◆ **GIVEN TEXT**

Sleep Apnea Is A Risk Factor For Hypertension

August 13, 1997

Chronic high blood pressure can be linked to sleep apnea, researchers at the University of Wisconsin Medical School have found.

Published in the current Archives of Internal Medicine, the study is the first analysis of a large segment of the population to confirm what physicians have often observed: hypertension occurs in many of their patients who experience breathing disturbances during sleep.

Sleep apnea may account, in fact, for hypertension in a substantial number of American adults, suggested study director Terry Young, professor of preventive medicine.

"If we assume that there is a causal relationship between sleep-disordered breathing and hypertension, we can estimate from our data that among working-aged adults, sleep apnea would contribute to high blood pressure in approximately 400,000 women and two million men," she said.

Young noted that breathing pauses associated with sleep apnea are known to trigger regular bursts of elevated blood pressure in people as they sleep. To learn whether the episodes resulted in elevated daytime blood pressure, the UW researchers studied 1,060 employed people aged 30-60 participating in the Wisconsin Sleep Cohort Study.

◆ **SUPPLIED MATERIAL**
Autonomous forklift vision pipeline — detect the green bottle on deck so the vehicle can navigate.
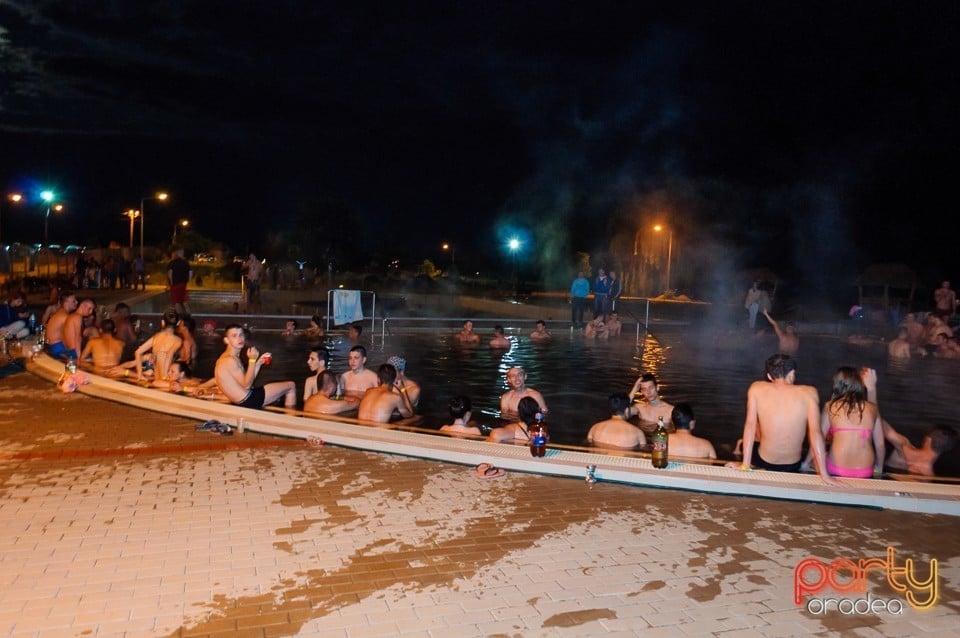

◆ **THINGS TO DO**
A - Transcribe everything in the sleep apnea and blood pressure article from "Sleep Apnea Is" down to "of preventive medicine.".
B - Finish out the next part of the sleep apnea and blood pressure article, starting right after its last sentence.

◆ **YOUR WRITTEN ANSWERS**
A -
Sleep Apnea Is A Risk Factor For Hypertension

August 13, 1997

Chronic high blood pressure can be linked to sleep apnea, researchers at the University of Wisconsin Medical School have found.

Published in the current Archives of Internal Medicine, the study is the first analysis of a large segment of the population to confirm what physicians have often observed: hypertension occurs in many of their patients who experience breathing disturbances during sleep.

Sleep apnea may account, in fact, for hypertension in a substantial number of American adults, suggested study director Terry Young, professor of preventive medicine.

B -
Scientists have learned much from the ongoing investigation of randomly selected Wisconsin state employees: the prevalence of sleep apnea is much greater than previously expected; smoking puts people at increased risk for sleep apnea; doctors are failing to recognize sleep apnea in women; and sleep apnea is associated with car accidents.

In the current study, researchers found that people with mild to moderate sleep apnea, or those who experience 15 breathing pauses an hour as they sleep, were 1.8 times more likely to have hypertension than those who didn't experience apnea.

The UW researchers also noted a dose-response relationship between sleep apnea and the risk for hypertension. The more severe the apnea, the greater the increment in blood pressure, they found. "This is a public health concern because the prevalence of even mild to moderate sleep apnea is so high," said Young, noting that nine percent of women and 24 percent of men experience sleep apnea of this severity. "Most of these cases go undiagnosed."